Supplied data
****************
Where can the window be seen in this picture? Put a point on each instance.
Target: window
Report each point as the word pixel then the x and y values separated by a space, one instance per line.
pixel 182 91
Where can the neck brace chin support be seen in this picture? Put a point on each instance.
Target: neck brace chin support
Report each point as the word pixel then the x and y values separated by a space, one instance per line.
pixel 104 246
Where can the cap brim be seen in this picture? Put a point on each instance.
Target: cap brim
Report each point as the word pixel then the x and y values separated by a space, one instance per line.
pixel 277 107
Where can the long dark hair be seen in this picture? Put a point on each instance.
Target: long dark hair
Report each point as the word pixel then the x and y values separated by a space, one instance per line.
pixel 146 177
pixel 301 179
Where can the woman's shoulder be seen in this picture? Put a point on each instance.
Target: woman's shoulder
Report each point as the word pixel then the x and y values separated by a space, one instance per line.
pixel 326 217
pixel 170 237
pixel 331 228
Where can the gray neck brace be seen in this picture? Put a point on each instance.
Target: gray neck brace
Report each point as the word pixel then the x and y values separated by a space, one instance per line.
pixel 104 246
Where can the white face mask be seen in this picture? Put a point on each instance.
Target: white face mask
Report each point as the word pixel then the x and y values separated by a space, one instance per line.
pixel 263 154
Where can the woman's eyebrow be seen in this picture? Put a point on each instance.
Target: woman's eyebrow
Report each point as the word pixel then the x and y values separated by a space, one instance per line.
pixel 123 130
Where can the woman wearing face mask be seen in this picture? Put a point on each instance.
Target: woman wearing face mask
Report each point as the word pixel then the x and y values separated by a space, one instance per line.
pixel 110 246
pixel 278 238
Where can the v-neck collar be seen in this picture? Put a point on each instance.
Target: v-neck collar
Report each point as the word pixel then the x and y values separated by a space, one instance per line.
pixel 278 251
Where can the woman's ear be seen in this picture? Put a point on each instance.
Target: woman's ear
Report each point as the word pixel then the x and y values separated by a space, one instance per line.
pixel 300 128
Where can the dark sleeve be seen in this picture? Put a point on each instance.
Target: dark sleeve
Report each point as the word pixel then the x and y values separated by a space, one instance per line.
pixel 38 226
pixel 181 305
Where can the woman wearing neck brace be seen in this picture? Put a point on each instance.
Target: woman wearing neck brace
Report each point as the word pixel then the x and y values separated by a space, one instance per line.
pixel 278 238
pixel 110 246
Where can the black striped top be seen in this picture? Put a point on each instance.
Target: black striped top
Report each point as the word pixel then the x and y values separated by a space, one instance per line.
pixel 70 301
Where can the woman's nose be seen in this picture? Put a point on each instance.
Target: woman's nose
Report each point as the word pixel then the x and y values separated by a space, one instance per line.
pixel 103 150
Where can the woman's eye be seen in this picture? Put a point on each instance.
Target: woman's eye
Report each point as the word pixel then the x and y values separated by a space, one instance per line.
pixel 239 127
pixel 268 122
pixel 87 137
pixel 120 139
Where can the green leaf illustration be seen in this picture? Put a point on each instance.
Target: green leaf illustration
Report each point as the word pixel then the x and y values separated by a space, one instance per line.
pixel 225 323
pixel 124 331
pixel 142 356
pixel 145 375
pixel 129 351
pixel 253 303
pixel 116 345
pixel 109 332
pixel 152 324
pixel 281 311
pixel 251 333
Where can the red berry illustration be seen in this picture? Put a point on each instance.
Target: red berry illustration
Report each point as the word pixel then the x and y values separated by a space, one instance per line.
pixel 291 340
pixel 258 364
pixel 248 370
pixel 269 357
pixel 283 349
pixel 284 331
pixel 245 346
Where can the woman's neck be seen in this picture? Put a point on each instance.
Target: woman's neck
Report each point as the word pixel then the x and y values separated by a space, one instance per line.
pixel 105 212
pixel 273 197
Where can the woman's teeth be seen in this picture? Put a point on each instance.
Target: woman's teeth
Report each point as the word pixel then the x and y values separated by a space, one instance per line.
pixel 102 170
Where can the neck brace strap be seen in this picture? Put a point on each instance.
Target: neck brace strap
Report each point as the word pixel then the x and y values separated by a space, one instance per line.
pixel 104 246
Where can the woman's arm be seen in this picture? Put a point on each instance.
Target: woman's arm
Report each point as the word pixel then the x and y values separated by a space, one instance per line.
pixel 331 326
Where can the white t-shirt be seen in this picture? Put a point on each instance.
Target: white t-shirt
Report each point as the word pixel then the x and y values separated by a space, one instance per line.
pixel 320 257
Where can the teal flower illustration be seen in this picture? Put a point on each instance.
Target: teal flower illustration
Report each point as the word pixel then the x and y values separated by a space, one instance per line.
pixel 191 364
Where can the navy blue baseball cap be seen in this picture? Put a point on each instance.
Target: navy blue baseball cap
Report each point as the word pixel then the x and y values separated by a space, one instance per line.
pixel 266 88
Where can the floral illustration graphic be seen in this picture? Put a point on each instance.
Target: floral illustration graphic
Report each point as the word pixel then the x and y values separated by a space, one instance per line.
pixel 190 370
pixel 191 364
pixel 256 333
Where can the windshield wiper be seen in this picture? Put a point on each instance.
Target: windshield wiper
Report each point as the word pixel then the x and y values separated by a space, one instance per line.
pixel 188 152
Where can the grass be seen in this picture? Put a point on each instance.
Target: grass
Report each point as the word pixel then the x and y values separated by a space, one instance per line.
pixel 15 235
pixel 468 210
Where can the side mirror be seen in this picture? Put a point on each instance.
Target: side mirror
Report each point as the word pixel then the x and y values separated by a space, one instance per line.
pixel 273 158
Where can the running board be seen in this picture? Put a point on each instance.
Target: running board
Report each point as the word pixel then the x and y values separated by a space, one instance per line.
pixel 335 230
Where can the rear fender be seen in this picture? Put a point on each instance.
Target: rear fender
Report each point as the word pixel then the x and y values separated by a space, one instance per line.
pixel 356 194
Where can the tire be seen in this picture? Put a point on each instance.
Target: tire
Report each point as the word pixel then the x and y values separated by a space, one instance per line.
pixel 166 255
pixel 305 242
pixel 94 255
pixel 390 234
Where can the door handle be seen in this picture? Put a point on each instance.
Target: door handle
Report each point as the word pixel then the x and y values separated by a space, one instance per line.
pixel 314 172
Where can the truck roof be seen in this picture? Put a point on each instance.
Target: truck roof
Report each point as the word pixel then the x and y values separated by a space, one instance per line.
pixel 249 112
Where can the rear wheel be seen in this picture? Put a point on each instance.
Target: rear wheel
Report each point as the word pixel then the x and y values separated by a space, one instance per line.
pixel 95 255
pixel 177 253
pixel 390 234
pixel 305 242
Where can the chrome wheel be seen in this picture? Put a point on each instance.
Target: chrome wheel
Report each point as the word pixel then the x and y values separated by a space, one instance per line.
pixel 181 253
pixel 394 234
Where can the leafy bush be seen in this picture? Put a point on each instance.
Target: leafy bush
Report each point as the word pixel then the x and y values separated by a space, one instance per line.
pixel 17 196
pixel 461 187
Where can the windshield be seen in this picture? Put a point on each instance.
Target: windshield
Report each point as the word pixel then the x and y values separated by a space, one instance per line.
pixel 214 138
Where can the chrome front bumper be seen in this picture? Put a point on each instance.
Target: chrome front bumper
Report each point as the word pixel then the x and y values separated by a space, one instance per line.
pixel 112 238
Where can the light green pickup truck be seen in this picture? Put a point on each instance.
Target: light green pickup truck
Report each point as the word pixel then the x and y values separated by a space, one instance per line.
****************
Your objective
Arrange the material above as a two-column Markdown table, headed No. and Text, starting at the line that contains "Where can the truck" and ending at the line that contains "pixel 214 138". Put one line per row with its row number, and skip any blank lines.

Correct result
| No. | Text |
|---|---|
| 1 | Where can the truck roof be seen in this picture? Put a point on each instance. |
| 2 | Target: truck roof |
| 3 | Report each point as the word pixel then the x and y values separated by a space, one instance per line. |
| 4 | pixel 249 112 |
| 5 | Where can the rear wheel be seen in this picture? Put a point on each instance. |
| 6 | Target: rear wheel |
| 7 | Report each point as the word pixel then the x and y values separated by a space, one instance per line. |
| 8 | pixel 95 255 |
| 9 | pixel 177 253 |
| 10 | pixel 390 234 |
| 11 | pixel 305 242 |
| 12 | Where can the chrome wheel be seen in this picture? Put a point on each instance. |
| 13 | Target: chrome wheel |
| 14 | Report each point as the word pixel then the x and y values separated by a space, one instance per line. |
| 15 | pixel 181 253 |
| 16 | pixel 394 234 |
| 17 | Where can the leafy bush be seen in this picture? Put a point on each instance. |
| 18 | Target: leafy bush |
| 19 | Report each point as the word pixel then the x and y values separated by a space, one instance per line. |
| 20 | pixel 17 196 |
| 21 | pixel 461 187 |
| 22 | Where can the windshield be seen in this picture? Put a point on each instance. |
| 23 | Target: windshield |
| 24 | Report each point as the word pixel then the x and y values separated by a space, one instance per line. |
| 25 | pixel 214 138 |